- _Work to be completed_
Copy out the items below, changing "apartment block" to "office tower" and keeping everything else as it is.

--- START ---

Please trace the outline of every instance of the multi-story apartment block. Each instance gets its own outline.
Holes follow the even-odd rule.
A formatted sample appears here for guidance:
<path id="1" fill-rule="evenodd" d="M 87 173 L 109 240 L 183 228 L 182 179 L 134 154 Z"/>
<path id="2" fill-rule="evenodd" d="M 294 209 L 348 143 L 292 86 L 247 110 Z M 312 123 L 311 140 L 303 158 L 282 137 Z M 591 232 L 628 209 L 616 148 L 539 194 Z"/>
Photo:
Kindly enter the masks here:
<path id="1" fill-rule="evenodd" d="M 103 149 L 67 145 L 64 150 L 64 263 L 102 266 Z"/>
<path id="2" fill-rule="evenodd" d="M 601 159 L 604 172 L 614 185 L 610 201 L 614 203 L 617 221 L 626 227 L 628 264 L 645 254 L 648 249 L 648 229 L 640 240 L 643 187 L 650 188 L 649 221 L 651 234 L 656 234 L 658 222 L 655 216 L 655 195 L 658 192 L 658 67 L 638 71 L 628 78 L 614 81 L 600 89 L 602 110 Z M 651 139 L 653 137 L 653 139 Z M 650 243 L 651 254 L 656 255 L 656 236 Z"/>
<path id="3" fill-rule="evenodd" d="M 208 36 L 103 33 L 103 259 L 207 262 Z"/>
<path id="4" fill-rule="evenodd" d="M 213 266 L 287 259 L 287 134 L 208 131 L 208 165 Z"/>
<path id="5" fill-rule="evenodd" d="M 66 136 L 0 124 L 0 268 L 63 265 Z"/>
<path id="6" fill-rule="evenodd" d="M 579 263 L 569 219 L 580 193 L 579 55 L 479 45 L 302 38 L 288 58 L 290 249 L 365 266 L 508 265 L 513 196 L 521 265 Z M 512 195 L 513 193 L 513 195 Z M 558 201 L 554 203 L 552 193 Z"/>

--- END ---

- _Completed exercise_
Please trace the outline of every instance of the multi-story office tower. Each instance gets its own outline.
Holes follow the even-odd rule.
A formatted sample appears here for guidance:
<path id="1" fill-rule="evenodd" d="M 87 173 L 109 240 L 183 228 L 182 179 L 134 154 Z"/>
<path id="2" fill-rule="evenodd" d="M 294 209 L 348 143 L 292 86 L 247 110 Z M 312 123 L 311 140 L 303 158 L 282 137 Z M 591 232 L 628 209 L 616 148 L 539 194 Z"/>
Photo:
Kindly enter the masks here:
<path id="1" fill-rule="evenodd" d="M 103 149 L 67 145 L 64 150 L 64 263 L 102 266 Z"/>
<path id="2" fill-rule="evenodd" d="M 601 159 L 604 172 L 614 185 L 610 201 L 614 203 L 617 221 L 626 227 L 628 264 L 645 254 L 648 249 L 648 229 L 640 240 L 643 187 L 650 188 L 649 221 L 651 234 L 656 234 L 658 222 L 655 216 L 655 195 L 658 192 L 658 67 L 638 71 L 628 78 L 614 81 L 600 89 L 602 110 Z M 651 139 L 653 137 L 653 139 Z M 650 243 L 651 254 L 656 255 L 656 236 Z"/>
<path id="3" fill-rule="evenodd" d="M 208 36 L 103 33 L 103 259 L 207 262 Z"/>
<path id="4" fill-rule="evenodd" d="M 213 266 L 287 259 L 287 134 L 208 131 L 208 165 Z"/>
<path id="5" fill-rule="evenodd" d="M 66 136 L 0 124 L 0 268 L 63 265 Z"/>
<path id="6" fill-rule="evenodd" d="M 579 263 L 569 219 L 580 193 L 579 55 L 479 45 L 302 38 L 288 58 L 290 249 L 365 266 L 508 265 L 513 196 L 521 265 Z M 512 195 L 513 193 L 513 195 Z M 558 201 L 554 203 L 552 193 Z"/>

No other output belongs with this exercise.